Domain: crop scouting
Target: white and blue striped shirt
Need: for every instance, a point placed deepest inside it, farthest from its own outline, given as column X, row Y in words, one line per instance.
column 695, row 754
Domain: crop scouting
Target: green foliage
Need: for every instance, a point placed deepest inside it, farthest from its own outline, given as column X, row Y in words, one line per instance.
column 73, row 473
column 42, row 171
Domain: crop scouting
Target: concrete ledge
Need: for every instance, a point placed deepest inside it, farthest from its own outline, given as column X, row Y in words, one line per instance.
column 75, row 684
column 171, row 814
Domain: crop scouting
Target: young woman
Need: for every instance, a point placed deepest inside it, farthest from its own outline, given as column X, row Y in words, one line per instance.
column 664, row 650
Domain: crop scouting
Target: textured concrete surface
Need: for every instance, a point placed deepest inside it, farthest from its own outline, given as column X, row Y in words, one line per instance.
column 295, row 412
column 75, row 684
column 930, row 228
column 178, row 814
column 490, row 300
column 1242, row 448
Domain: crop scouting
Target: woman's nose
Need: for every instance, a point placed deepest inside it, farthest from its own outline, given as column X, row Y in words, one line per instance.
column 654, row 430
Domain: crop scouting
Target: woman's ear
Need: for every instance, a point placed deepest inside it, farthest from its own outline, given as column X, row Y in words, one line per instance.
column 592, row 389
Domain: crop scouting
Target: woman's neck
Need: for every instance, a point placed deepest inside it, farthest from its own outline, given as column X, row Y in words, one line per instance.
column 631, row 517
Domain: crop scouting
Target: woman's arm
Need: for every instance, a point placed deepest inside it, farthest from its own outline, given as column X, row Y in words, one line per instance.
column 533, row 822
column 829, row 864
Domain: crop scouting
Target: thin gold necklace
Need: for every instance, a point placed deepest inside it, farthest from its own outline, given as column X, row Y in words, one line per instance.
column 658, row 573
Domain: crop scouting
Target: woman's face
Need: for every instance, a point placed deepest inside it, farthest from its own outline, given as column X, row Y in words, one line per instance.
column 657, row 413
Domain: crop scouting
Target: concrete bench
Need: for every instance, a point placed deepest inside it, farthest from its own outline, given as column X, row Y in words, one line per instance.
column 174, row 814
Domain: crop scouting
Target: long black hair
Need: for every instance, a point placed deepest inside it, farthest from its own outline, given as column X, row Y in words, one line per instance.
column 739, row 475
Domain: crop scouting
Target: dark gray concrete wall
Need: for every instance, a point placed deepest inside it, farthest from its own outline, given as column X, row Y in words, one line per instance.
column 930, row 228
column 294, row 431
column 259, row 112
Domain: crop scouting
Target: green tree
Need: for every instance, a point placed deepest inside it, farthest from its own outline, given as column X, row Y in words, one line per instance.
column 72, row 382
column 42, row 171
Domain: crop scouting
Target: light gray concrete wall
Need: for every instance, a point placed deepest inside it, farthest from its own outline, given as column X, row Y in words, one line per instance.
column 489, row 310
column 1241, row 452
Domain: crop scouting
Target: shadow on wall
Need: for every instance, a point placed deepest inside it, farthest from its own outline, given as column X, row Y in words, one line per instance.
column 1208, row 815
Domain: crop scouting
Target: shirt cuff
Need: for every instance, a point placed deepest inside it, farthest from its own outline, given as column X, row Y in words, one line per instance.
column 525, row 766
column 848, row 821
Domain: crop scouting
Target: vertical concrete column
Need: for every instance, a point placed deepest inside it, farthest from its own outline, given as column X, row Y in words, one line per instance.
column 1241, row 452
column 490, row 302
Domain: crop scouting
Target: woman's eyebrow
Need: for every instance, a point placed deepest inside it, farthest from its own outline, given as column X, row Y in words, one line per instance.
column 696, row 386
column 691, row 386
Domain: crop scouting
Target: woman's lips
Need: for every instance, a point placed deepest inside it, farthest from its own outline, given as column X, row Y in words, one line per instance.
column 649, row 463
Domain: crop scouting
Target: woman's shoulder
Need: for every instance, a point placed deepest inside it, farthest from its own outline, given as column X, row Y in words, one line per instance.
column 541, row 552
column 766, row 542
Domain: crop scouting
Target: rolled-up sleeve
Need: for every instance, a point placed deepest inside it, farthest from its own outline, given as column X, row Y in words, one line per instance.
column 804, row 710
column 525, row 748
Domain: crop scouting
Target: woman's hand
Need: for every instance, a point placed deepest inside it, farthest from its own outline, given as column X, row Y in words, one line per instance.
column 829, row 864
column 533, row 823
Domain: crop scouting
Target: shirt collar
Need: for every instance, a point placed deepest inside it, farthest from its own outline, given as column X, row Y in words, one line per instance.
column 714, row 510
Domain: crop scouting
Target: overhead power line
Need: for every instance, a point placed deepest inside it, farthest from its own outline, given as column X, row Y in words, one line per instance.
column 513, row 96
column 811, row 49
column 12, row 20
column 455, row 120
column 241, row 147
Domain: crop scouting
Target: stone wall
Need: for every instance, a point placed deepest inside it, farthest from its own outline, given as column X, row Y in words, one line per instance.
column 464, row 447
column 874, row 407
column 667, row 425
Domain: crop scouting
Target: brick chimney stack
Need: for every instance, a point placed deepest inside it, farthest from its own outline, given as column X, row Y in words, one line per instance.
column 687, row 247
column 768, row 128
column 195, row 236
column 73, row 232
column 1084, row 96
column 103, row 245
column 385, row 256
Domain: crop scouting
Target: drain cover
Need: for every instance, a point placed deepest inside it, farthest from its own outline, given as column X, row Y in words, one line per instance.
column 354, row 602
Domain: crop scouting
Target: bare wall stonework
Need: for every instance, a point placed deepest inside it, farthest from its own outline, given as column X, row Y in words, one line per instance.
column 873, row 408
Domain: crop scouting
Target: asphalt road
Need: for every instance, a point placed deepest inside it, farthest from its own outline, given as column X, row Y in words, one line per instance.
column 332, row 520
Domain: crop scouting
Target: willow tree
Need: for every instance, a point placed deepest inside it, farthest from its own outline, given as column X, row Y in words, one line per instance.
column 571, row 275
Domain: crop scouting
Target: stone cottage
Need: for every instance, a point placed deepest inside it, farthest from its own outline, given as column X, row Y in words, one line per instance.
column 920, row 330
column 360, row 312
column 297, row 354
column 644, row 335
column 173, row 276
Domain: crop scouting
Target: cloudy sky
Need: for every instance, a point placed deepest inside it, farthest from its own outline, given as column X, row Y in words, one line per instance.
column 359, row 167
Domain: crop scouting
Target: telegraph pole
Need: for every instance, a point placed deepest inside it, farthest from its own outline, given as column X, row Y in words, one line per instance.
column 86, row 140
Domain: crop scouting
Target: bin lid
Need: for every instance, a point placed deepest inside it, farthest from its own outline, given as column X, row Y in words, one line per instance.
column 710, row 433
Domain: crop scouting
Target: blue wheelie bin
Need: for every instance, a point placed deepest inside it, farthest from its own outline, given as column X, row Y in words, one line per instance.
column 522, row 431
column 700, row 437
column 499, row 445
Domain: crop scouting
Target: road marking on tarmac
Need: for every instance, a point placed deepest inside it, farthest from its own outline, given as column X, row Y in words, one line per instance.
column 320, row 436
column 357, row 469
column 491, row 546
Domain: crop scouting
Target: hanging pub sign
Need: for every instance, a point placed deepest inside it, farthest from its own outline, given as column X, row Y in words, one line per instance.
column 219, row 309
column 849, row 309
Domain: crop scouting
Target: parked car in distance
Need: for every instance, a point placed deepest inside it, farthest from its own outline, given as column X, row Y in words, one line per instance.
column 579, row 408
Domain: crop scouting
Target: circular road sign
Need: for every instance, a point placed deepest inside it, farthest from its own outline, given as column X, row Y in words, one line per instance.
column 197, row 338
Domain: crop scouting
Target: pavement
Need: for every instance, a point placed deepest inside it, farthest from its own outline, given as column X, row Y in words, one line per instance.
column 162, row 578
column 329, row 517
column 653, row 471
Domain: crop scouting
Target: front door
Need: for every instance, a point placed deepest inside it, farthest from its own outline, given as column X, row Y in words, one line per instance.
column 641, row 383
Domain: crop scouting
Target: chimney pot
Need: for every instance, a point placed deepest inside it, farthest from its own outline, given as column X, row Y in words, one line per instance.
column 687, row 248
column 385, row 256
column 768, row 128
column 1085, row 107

_Exercise objective_. Everything from the first line of the records through the line holding "Target: green foliage" is to be transcribed exactly; leave out all other lines.

_Reply_.
Domain: crop scouting
Target: white and blue striped shirt
Need: for every instance, a point placed deepest inside it, farthest from its own outline, given as column X, row Y in words, one line per instance.
column 695, row 754
Domain: crop scouting
Target: green foliage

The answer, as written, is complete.